**Reading text:**
** Start **

# Dart frog and mourning gecko



## ANudibranch28 (Apr 24, 2021)

Hello all! I was just met with the opportunity of a free giveaway of mourning geckos and I was thinking about getting one. However, I would want to put it in my dart frog tank because I’ve heard they actually do quite well together. It is a 10 gallon exo terra 12x12x18 viv so I was wondering if there still would be enough space. Thanks!


----------



## fishingguy12345 (Apr 7, 2019)

Mixing dart frogs and mourning geckos is NOT a good idea. 

Your tank is already only the bare minimum size for any dart frogs, adding mourning geckos will not be a good idea. 

Each species of animals should have their own tank.


----------



## DendroJoris (Apr 13, 2021)

A 10 gallon is considered small for any species of dart frogs, let alone in combination with mourning geckos.
Personally I would refrain from putting them together.


----------



## ANudibranch28 (Apr 24, 2021)

Allright thank you both. I know it’s already minimum size but I’m honing to upgrade to a bigger exo terra soon


----------



## bssknox (Apr 24, 2017)

Even with a bigger tank I wouldn't. There's a reason they're free (imo). You'll have one or two and next thing you know you'll have 12.


----------



## eMCRay (Mar 24, 2020)

Would add - these kinds of geckos can reproduce without a mate as well... so even if you just get one you'd have that issue.

The smallest enclosure I would consider for mixing darts and geckos is at least 3-4 foot high... and then only with a terrestrial dart frog and a non-quickly reproducing gecko. You can easily fit two separate vivariums into that space and will have a lot less work and worry...


----------



## fishingguy12345 (Apr 7, 2019)

eMCRay said:


> You can easily fit two separate vivariums into that space and will have a lot less work and worry...

** End **

**Material provided:**

** Start **

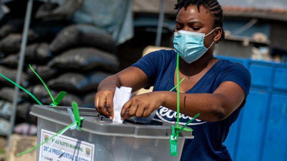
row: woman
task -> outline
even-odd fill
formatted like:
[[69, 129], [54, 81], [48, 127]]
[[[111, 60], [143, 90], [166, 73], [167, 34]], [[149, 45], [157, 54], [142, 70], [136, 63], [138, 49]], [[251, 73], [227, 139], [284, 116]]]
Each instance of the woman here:
[[[183, 160], [231, 160], [222, 143], [236, 119], [249, 92], [250, 74], [241, 64], [218, 59], [214, 45], [224, 38], [222, 11], [216, 0], [178, 0], [173, 50], [148, 54], [131, 67], [101, 83], [95, 98], [96, 108], [113, 118], [116, 87], [131, 87], [134, 91], [154, 86], [153, 92], [134, 96], [123, 106], [122, 118], [149, 116], [176, 121], [177, 54], [181, 83], [179, 123], [200, 113], [189, 126], [195, 138], [186, 140]], [[105, 108], [106, 105], [107, 109]], [[128, 112], [126, 111], [129, 109]]]

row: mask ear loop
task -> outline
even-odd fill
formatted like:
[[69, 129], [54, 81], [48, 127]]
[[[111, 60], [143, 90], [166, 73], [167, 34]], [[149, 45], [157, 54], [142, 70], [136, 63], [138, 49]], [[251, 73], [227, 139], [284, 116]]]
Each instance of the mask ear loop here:
[[214, 30], [215, 30], [215, 29], [216, 29], [216, 28], [217, 28], [217, 27], [215, 28], [214, 28], [214, 29], [213, 29], [213, 30], [212, 30], [212, 31], [211, 31], [210, 33], [208, 33], [208, 34], [207, 35], [206, 35], [205, 36], [204, 36], [204, 37], [205, 38], [205, 37], [206, 37], [207, 36], [208, 36], [208, 35], [209, 35], [211, 33], [212, 33], [212, 32], [213, 32], [213, 31], [214, 31]]
[[[211, 32], [210, 33], [208, 33], [207, 35], [206, 35], [205, 36], [204, 36], [204, 37], [205, 38], [205, 37], [207, 36], [208, 36], [211, 33], [212, 33], [212, 32], [213, 31], [214, 31], [214, 30], [215, 30], [215, 29], [216, 29], [216, 28], [217, 28], [217, 27], [215, 28], [214, 28], [214, 29], [213, 29], [213, 30], [212, 30], [212, 31], [211, 31]], [[215, 42], [215, 41], [213, 41], [213, 42], [212, 42], [212, 43], [211, 44], [211, 45], [209, 46], [209, 47], [208, 47], [208, 48], [207, 48], [207, 50], [208, 50], [209, 49], [209, 48], [210, 48], [210, 47], [211, 47], [211, 46], [212, 46], [212, 45], [213, 45], [213, 44], [214, 43], [214, 42]]]

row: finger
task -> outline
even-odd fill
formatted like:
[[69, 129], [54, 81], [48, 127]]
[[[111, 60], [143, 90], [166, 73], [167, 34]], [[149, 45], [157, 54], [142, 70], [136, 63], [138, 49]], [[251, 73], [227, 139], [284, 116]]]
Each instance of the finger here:
[[136, 112], [136, 116], [138, 117], [143, 117], [143, 115], [144, 114], [144, 106], [142, 106], [139, 105], [138, 109]]
[[133, 101], [133, 103], [131, 106], [131, 108], [129, 110], [129, 112], [126, 114], [126, 115], [124, 117], [124, 118], [125, 119], [127, 119], [135, 116], [139, 104], [136, 103], [135, 101]]
[[113, 97], [111, 94], [109, 94], [107, 96], [106, 104], [110, 116], [110, 119], [113, 119], [114, 118], [114, 105], [113, 104]]
[[143, 117], [147, 117], [149, 116], [153, 112], [152, 109], [151, 108], [146, 108], [145, 109], [143, 114]]
[[109, 113], [106, 109], [105, 108], [105, 105], [106, 104], [106, 98], [105, 96], [103, 96], [101, 94], [99, 98], [99, 102], [98, 106], [99, 106], [99, 110], [100, 113], [102, 115], [108, 116]]
[[96, 108], [96, 109], [97, 110], [98, 112], [99, 112], [99, 95], [100, 94], [100, 92], [97, 92], [96, 94], [96, 95], [95, 95], [95, 108]]
[[133, 103], [133, 100], [130, 99], [129, 101], [127, 102], [124, 105], [123, 108], [121, 109], [121, 117], [122, 118], [123, 118], [125, 115], [126, 113], [126, 111], [128, 109], [131, 107], [131, 105]]

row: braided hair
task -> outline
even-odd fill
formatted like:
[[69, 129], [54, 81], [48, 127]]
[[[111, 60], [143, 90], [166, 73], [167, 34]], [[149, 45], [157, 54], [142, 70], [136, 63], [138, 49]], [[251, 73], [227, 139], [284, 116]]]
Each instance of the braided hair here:
[[[186, 11], [187, 7], [190, 5], [196, 5], [198, 12], [200, 12], [199, 7], [203, 6], [207, 10], [210, 12], [213, 16], [214, 24], [213, 28], [220, 27], [222, 28], [222, 22], [223, 14], [221, 6], [217, 0], [177, 0], [177, 3], [175, 5], [174, 9], [178, 11], [184, 7]], [[222, 33], [220, 40], [224, 40], [224, 33], [222, 29]]]

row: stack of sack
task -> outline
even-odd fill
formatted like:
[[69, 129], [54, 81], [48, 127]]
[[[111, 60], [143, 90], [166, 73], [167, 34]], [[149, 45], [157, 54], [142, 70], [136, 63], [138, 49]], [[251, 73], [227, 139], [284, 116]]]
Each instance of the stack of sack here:
[[[44, 87], [29, 67], [31, 64], [54, 98], [60, 91], [67, 92], [59, 106], [71, 106], [72, 102], [76, 102], [81, 107], [94, 108], [99, 84], [119, 68], [115, 54], [116, 44], [111, 36], [89, 24], [73, 24], [62, 20], [33, 21], [21, 85], [43, 104], [52, 102]], [[23, 18], [11, 19], [0, 27], [0, 73], [14, 81], [24, 21]], [[0, 77], [0, 135], [7, 135], [14, 93], [14, 85]], [[19, 129], [27, 127], [35, 129], [32, 125], [36, 124], [36, 118], [29, 112], [37, 103], [21, 90], [18, 100], [16, 121], [18, 125], [14, 132], [35, 134], [31, 132], [36, 131]]]

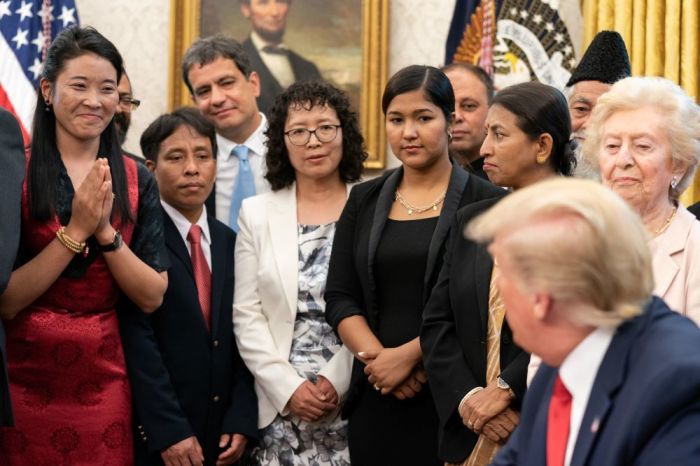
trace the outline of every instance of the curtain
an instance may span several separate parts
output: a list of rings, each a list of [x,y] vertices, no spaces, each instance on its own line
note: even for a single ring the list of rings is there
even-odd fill
[[[700,0],[582,0],[584,46],[602,30],[625,39],[634,76],[662,76],[700,99]],[[584,49],[585,50],[585,49]],[[700,175],[683,194],[700,201]]]

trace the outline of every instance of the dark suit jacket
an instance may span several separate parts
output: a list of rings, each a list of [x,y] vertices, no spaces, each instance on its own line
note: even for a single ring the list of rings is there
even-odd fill
[[[506,191],[503,190],[503,195]],[[464,395],[486,386],[486,336],[489,287],[493,260],[486,248],[464,237],[464,228],[500,197],[468,205],[457,212],[445,258],[423,312],[423,362],[440,417],[439,454],[461,463],[478,436],[467,429],[457,412]],[[530,355],[513,343],[506,321],[501,330],[501,378],[515,392],[518,409],[525,393]]]
[[[275,97],[281,94],[284,89],[272,75],[270,69],[262,61],[262,58],[258,53],[258,49],[255,48],[255,45],[253,45],[253,41],[250,40],[250,37],[248,37],[242,45],[243,50],[245,50],[248,58],[250,59],[250,65],[253,68],[253,71],[257,72],[258,76],[260,77],[258,109],[267,115],[272,110],[272,104],[275,101]],[[318,71],[318,68],[312,62],[306,60],[301,55],[291,50],[289,50],[288,56],[289,64],[292,67],[296,81],[321,79],[321,72]]]
[[[24,166],[22,131],[12,114],[0,108],[0,295],[7,288],[19,245]],[[13,424],[5,356],[0,321],[0,426]]]
[[[653,298],[621,325],[598,369],[571,466],[700,464],[700,330]],[[557,369],[542,365],[493,464],[545,466]]]
[[[253,377],[233,337],[235,234],[211,216],[208,221],[211,333],[202,318],[190,255],[165,211],[171,266],[163,305],[151,315],[127,308],[120,318],[137,426],[137,464],[162,464],[162,450],[196,435],[205,464],[213,465],[222,433],[257,438]]]
[[[691,214],[695,215],[695,218],[700,219],[700,202],[696,202],[695,204],[688,207],[688,211],[690,211]]]
[[[350,191],[336,227],[326,282],[326,320],[336,331],[341,320],[353,315],[365,316],[372,331],[378,329],[374,258],[402,177],[403,168],[390,170]],[[428,249],[422,283],[424,302],[442,266],[445,239],[457,209],[501,193],[501,188],[468,174],[457,164],[453,165],[442,212]],[[345,415],[352,410],[363,377],[363,366],[355,360]]]

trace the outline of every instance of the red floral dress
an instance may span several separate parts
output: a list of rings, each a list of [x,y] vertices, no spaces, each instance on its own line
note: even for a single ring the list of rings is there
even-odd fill
[[[124,158],[124,164],[134,217],[142,218],[137,213],[143,173],[133,160]],[[65,169],[62,175],[67,179]],[[65,180],[59,183],[64,185]],[[63,199],[70,206],[72,194]],[[47,222],[33,219],[25,181],[22,243],[27,257],[41,252],[67,223],[60,218],[65,209],[63,215],[58,210]],[[134,224],[118,218],[112,224],[130,244]],[[159,231],[162,235],[162,226]],[[93,250],[88,257],[76,255],[46,293],[6,322],[15,427],[0,429],[0,464],[133,463],[131,395],[115,310],[119,294],[102,254]]]

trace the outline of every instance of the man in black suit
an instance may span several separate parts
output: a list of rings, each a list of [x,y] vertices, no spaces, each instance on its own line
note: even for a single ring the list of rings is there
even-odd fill
[[[241,13],[253,28],[243,42],[253,70],[260,76],[258,108],[267,114],[284,89],[295,81],[320,79],[316,65],[284,45],[291,0],[240,0]]]
[[[123,312],[136,464],[226,465],[257,438],[253,378],[233,338],[235,234],[204,201],[216,175],[214,127],[183,108],[141,136],[160,189],[170,259],[163,305]]]
[[[19,124],[10,112],[0,108],[0,295],[7,288],[19,245],[24,163],[24,144]],[[11,425],[5,329],[0,321],[0,426]]]

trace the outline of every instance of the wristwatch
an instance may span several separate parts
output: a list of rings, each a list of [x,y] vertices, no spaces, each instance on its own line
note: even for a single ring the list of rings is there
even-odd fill
[[[116,251],[120,247],[122,247],[122,244],[124,242],[122,241],[122,234],[119,232],[119,230],[116,230],[114,232],[114,240],[109,243],[109,244],[98,244],[100,251],[101,252],[111,252],[111,251]]]
[[[510,394],[511,398],[515,398],[515,392],[513,391],[512,388],[510,388],[510,385],[508,385],[508,382],[506,382],[502,378],[500,378],[500,377],[496,378],[496,387],[500,388],[501,390],[507,390],[508,393]]]

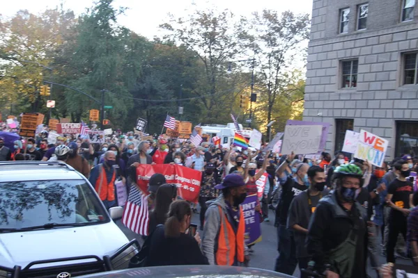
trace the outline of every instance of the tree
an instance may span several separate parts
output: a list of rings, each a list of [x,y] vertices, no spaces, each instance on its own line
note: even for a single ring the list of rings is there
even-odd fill
[[[295,58],[306,51],[301,47],[309,38],[309,15],[295,15],[290,11],[279,15],[270,10],[254,13],[254,17],[247,49],[256,52],[258,85],[263,87],[261,96],[265,99],[267,124],[272,120],[276,102],[283,101],[289,92],[294,92],[289,89],[291,75],[287,71]]]

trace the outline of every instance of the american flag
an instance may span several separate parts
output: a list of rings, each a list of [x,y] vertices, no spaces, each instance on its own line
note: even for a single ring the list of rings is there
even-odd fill
[[[122,223],[134,233],[148,236],[149,222],[147,197],[136,185],[132,185],[125,206]]]
[[[167,129],[176,129],[176,118],[167,114],[166,120],[164,122],[164,127],[167,127]]]
[[[235,116],[233,114],[231,114],[231,118],[232,119],[232,121],[233,122],[233,124],[235,126],[237,133],[240,133],[241,129],[240,129],[240,125],[238,124],[238,122],[237,122],[237,119],[235,119]]]
[[[82,120],[82,129],[80,130],[80,136],[85,136],[88,134],[88,131],[90,131],[90,129],[88,126]]]
[[[199,124],[194,129],[193,129],[193,131],[192,131],[192,136],[190,136],[190,142],[194,144],[195,146],[199,146],[200,143],[202,142],[202,137],[199,134],[199,132],[196,130],[196,127],[200,127],[201,124]]]

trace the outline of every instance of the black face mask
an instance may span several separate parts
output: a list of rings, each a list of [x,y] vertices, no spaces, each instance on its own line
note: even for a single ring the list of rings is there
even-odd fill
[[[401,171],[401,174],[404,177],[408,177],[411,174],[411,170],[407,170],[406,171]]]
[[[354,199],[355,198],[355,188],[346,188],[341,186],[340,189],[340,193],[341,194],[341,197],[343,200],[348,202],[349,203],[354,202]]]
[[[238,206],[245,200],[247,198],[247,193],[241,193],[238,196],[233,197],[233,206]]]
[[[323,181],[320,183],[315,183],[314,186],[315,187],[315,189],[316,189],[318,191],[322,191],[324,190],[324,188],[325,187],[326,184],[327,183],[325,181]]]

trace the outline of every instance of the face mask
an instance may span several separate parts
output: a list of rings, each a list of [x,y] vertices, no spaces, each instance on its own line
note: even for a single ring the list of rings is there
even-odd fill
[[[235,197],[233,198],[233,206],[238,206],[245,201],[245,198],[247,198],[247,193],[241,193],[238,196]]]
[[[115,165],[116,161],[106,161],[106,163],[107,163],[107,165],[111,167]]]
[[[411,174],[410,170],[407,170],[406,171],[401,171],[401,174],[405,178],[409,177],[410,174]]]
[[[316,189],[318,191],[322,191],[324,190],[324,188],[325,187],[326,183],[327,183],[325,181],[316,183],[315,183],[315,189]]]
[[[305,175],[303,176],[302,181],[303,181],[304,184],[307,186],[309,186],[309,185],[311,184],[311,183],[309,182],[309,180],[308,179],[307,174],[305,174]]]
[[[355,197],[355,188],[348,188],[346,187],[341,186],[340,193],[341,193],[341,197],[346,202],[353,203]]]
[[[378,179],[382,179],[385,176],[386,172],[384,170],[375,170],[374,174]]]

** End **

**Exercise task 1:** In the dart frog and mourning gecko thread, what size and dimensions does the first poster give for their tank?
**Exercise task 2:** List each distinct username that posts in the dart frog and mourning gecko thread.

**Right answer 1:** A 10 gallon Exo Terra measuring 12x12x18.

**Right answer 2:** ANudibranch28, fishingguy12345, DendroJoris, bssknox, eMCRay